Gurley Martin crashes debate with his birth certificate- Once Gurley walked to the stage waving his birth certificate and screaming “my name is Gurley L. Martin!”, everyone knew it was time to start letting him on stage and giving him a microphone.

Skip Horine reveals why he’s running- Horine waited until his final statement in the first Lexington mayoral debate to reveal why he was running: to avenge the death of his mother by the Lexington police and its cover up by those in city hall. Awkward would be an understatement.

Christopher Hignite accuses Chuck Ellinger of murder- Well, not murder per se. Just the cover up of murder and prostitution on a grand scale within the Lexington political establishment.

Christopher Hignite confronts mayoral candidates in a bunny costume- This happened.

Winner:

Gurley Martin has never raped a woman or lynched a black man- Moments like these are why Gurley Martin needs to take on Mitch McConnell in 2014. He is a treasure.



GREATEST QUOTE/ACHIEVEMENT IN COAL SHILLING

Runner up:

Jeff Fugate- Mountaintop removal is sooooo beautiful, isn’t it?

Rand Paul- Liberty Christ explains that mountaintop removal doesn’t cause any environmental damage:

“I’ve been out there, and there are not complaints from the local citizens about it being a problem… there’s elk roaming on it…”

Dan Mongiardo- “I’m a pro-coal environmentalist”. Nuff said.

Jack Conway- When is it ever appropriate to tie up your integrity, then make it bow down and worship your God, that you call King Coal?

“I have opposed EPA efforts to impose oppressive air quality standards”

•••

— Task requirements —
a) Extract the stretch of the campaign awards text from "Skip Horine reveals" through "Lexington political establishment.".
b) Copy the entries verbatim, from the line that contains "Please mark the stone" through the end of the entries.

— Raw records —
•••

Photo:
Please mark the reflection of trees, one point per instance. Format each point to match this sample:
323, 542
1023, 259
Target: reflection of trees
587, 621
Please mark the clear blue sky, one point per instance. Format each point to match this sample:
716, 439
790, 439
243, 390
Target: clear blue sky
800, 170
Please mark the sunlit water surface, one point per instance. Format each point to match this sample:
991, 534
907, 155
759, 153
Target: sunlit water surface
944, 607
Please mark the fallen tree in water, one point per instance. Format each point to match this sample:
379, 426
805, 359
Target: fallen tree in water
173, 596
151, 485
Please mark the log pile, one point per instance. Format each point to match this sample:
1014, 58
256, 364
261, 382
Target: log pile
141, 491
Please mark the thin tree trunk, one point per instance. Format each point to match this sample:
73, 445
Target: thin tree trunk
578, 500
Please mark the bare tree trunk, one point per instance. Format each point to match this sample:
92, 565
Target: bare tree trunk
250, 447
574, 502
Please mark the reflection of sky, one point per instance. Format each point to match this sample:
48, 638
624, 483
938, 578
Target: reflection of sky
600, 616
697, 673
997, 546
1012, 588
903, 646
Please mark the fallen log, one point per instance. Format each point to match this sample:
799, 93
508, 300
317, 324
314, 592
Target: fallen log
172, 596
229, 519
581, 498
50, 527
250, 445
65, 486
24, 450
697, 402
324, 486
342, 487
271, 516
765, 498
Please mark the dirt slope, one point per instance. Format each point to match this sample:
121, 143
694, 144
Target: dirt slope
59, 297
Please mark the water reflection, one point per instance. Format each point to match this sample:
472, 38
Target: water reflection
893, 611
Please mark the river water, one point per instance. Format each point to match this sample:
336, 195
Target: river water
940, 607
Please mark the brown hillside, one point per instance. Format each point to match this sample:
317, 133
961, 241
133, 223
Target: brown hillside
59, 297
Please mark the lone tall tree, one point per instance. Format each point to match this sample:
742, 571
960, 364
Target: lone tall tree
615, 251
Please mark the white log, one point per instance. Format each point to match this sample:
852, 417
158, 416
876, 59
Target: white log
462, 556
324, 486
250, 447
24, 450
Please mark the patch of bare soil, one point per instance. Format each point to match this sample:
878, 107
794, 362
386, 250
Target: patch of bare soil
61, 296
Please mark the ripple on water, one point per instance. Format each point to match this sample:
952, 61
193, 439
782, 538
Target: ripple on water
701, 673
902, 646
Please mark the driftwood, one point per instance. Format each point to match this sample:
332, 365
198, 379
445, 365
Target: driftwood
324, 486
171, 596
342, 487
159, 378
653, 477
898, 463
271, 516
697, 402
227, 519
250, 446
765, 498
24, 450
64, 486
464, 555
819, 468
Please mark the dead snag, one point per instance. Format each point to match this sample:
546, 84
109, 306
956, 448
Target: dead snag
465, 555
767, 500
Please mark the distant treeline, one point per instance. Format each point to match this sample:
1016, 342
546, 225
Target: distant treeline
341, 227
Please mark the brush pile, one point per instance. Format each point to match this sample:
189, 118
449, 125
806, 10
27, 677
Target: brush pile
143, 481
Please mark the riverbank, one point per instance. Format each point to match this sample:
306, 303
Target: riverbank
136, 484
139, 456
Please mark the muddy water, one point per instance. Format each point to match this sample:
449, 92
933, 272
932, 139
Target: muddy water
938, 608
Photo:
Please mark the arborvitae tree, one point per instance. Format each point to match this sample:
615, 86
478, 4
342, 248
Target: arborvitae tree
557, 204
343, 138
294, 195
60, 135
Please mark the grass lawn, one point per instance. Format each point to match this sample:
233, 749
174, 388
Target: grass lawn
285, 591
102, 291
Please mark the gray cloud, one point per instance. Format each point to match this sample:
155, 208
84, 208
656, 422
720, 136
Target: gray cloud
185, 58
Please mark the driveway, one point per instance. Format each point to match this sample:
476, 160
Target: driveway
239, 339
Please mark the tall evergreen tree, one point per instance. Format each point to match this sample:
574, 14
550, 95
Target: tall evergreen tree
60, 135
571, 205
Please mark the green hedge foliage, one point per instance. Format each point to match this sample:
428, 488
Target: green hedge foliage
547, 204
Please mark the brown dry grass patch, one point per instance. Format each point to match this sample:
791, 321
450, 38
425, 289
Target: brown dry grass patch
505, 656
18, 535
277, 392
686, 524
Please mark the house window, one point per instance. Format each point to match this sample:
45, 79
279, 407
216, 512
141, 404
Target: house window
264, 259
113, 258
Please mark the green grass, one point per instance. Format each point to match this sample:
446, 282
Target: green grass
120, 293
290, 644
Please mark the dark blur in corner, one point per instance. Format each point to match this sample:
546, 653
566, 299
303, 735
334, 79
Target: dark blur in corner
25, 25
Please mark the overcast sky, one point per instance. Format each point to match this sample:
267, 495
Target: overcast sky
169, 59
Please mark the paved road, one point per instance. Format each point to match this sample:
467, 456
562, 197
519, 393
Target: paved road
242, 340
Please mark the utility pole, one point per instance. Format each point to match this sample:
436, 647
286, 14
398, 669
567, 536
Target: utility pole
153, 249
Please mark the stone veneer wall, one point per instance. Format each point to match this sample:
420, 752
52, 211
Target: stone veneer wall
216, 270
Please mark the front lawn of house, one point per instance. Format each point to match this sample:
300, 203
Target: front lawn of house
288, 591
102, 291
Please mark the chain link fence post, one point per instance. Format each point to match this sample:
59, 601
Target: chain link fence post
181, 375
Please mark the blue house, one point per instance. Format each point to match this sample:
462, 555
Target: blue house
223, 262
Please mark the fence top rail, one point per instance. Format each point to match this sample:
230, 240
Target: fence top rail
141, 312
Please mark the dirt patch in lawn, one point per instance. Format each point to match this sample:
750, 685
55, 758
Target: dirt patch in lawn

•••

— Results of the exercise —
a)
Skip Horine reveals why he’s running- Horine waited until his final statement in the first Lexington mayoral debate to reveal why he was running: to avenge the death of his mother by the Lexington police and its cover up by those in city hall. Awkward would be an understatement.

Christopher Hignite accuses Chuck Ellinger of murder- Well, not murder per se. Just the cover up of murder and prostitution on a grand scale within the Lexington political establishment.

b)
Please mark the stone veneer wall, one point per instance. Format each point to match this sample:
420, 752
52, 211
Target: stone veneer wall
216, 270
Please mark the front lawn of house, one point per instance. Format each point to match this sample:
300, 203
Target: front lawn of house
288, 591
102, 291
Please mark the chain link fence post, one point per instance. Format each point to match this sample:
59, 601
Target: chain link fence post
181, 375
Please mark the blue house, one point per instance. Format each point to match this sample:
462, 555
Target: blue house
223, 262
Please mark the fence top rail, one point per instance. Format each point to match this sample:
230, 240
Target: fence top rail
141, 312
Please mark the dirt patch in lawn, one point per instance. Format each point to match this sample:
750, 685
55, 758
Target: dirt patch in lawn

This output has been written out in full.